Step 2 Semi-supervised classification based on the Laplacian model

Partition all training sample nodes into two sets: the labeled nodes $V_M$ and unlabeled validation nodes $V_U$. Therefore, the energy function in Equation (1) can be reformulated as follows:

$$\begin{array}{l}E=[{\left(p_M^{}\right)}_{}^T{\left(p_U^{}\right)}_{}^T]\left[\begin{array}{cc}{L}_M^{}& B\\ B^T& L_U^{}\end{array}\right]\left[\begin{array}{c}{p}_M^{}\\ p_U^{}\end{array}\right]\\ ={\left(p_M^{}\right)}_{}^T{L}_M^{}\left(p_M^{}\right)+{\left(p_U^{}\right)}_{}^T{L}_U^{}\left(p_U^{}\right)+2{\left(p_U^{}\right)}_{}^T{B}^T\left(p_M^{}\right)\end{array},$$

(4)

where $p_M$ and $p_U$ correspond to the probabilities of the labeled and unlabeled validation samples, respectively. Finally, the probabilities of the unlabeled samples $p_U$ can be calculated by the following equation:

$$L_U^{}{p}_U^{}=-{\left(B\right)}^T{p}_M^{}.$$

(5)

Extending the above notion to a set of classes, the solution to the combinatorial problem can be obtained by solving:

$$L_U^{}{P}_U^{}=-B^T{P}_M^{}.$$

(6)

$P_U$ and $P_M$ have $C$ columns each, being $p_U$ and $p_M$, respectively. By assigning each validation sample to the class label for which the greatest probability is calculated, a final classification could be obtained.

$$Class\left(x_U\right)=\underset{ c=1,2,\dots ,C}{\arg \max }{P}_U\left(:,c\right).$$

(7)

Step 3 Evaluating features based on the classification results

Computing the classification accuracy on the unlabeled validation set gives the score on this possible feature subset $X$:

$$Evaluator\left(X\right)=\frac{T{P}_{\left(Y_{}^U, Class\left(X_{}^U\right)\right)}+T{N}_{\left(Y_{}^U, Class\left(X_{}^U\right)\right)}}{nu{m}_U},$$

(8)

where $TP$ and $TN$ are the numbers of true positive and true negative sample in the validation dataset, separately. $TP+TN$ is the total number of correct classifications. $nu{m}_U$ is the number of the unlabeled validation set. This accuracy rate is used as the evaluator score.

• MATERIAL PROVIDED
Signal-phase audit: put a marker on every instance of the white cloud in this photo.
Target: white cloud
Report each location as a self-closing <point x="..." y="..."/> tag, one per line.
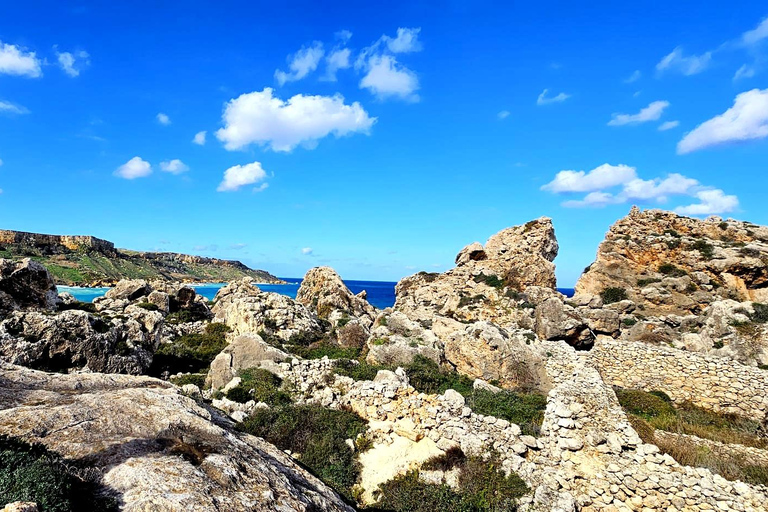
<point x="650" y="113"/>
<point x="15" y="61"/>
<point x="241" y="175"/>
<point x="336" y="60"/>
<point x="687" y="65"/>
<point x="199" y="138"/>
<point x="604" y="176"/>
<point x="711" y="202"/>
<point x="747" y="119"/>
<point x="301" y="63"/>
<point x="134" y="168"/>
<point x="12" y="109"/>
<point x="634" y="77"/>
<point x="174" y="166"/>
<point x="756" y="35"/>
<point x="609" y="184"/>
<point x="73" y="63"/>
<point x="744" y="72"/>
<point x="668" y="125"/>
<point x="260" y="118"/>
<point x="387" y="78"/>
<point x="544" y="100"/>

...

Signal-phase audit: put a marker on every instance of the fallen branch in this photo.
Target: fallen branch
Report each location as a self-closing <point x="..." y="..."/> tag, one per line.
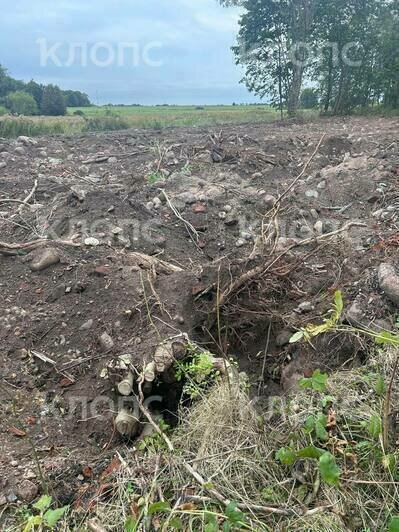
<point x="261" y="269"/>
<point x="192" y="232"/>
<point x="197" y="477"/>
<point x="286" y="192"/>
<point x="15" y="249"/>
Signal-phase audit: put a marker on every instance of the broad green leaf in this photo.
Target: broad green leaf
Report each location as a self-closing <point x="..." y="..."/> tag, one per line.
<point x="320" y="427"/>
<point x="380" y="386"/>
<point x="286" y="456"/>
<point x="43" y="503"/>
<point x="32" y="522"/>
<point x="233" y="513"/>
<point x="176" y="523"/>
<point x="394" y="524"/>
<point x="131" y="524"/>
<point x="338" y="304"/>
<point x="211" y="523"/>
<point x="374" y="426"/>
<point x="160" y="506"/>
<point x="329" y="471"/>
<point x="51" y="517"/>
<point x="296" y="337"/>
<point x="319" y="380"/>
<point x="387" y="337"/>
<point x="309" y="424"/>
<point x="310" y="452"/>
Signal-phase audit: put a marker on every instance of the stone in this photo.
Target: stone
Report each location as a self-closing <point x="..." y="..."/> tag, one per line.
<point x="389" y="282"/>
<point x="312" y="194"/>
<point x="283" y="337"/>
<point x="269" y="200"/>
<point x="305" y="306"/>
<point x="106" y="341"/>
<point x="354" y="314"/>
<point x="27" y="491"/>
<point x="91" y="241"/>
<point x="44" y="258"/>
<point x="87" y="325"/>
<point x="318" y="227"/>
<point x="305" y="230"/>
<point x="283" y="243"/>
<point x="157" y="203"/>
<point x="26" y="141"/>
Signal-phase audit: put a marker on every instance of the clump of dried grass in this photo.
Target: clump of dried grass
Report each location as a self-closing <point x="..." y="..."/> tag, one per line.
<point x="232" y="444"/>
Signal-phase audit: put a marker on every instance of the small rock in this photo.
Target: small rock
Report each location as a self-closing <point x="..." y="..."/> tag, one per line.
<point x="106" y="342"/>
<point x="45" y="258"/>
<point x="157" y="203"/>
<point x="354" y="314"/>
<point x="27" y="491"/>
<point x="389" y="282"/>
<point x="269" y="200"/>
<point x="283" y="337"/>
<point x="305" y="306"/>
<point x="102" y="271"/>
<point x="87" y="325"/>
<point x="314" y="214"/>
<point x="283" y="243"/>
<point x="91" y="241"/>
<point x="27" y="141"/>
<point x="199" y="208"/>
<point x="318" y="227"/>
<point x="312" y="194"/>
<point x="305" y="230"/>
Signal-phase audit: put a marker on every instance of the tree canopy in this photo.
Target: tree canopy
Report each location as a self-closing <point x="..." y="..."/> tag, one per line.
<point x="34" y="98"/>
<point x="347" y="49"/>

• SHORT EXERCISE 1
In the text on Laplacian-based semi-supervised classification, what serves as the evaluator score for a feature subset?
• SHORT EXERCISE 2
Write the next part of the text on Laplacian-based semi-supervised classification, picking up after its last sentence.
The material has no connection to the text on Laplacian-based semi-supervised classification.

• TASK RESULT 1
The classification accuracy rate on the unlabeled validation set serves as the evaluator score.

• TASK RESULT 2
3. Proposed Method

Figure 1 shows the schematic of the proposed discriminant feature learning (DFL) method for hyperspectral image classification. Firstly, a discriminative feature subset was selected based on the proposed evaluator. Furthermore, the selected features were projected onto a low-dimensional Laplacian eigenspace. Then, the simultaneous joint sparsity-based classification algorithm was exploited to obtain the sparse representation of the pixels. Finally, the recovered sparse errors were used for determining the label of the pixels. In the following section, we introduce the discriminant feature learning and the simultaneous joint sparsity-based classification

3.1. Discriminant Feature Learning

As shown in Figure 1, the proposed DFL method firstly selected a subset of discriminative features, which can preserve the intrinsic spectral structure of the unlabeled pixels as well as the inter-class and intra-class constraints defined on the labeled pixels. To incorporate the spatial information, the selected features were mapped into a further lower-dimensional eigenspace through a generalized eigendecomposition of the Laplacian matrix.

3.1.1. Discriminant Feature Selection

Our goal was to reduce the dimensionality of the data by finding a subset of discriminative features that have good classification performance. The simplest algorithm is to test each possible subset of features finding the one which minimizes the error rate. Using a similar principle, we introduced a novel feature selection method in a backward elimination search manner, which ranked the features based on the Laplacian graph model.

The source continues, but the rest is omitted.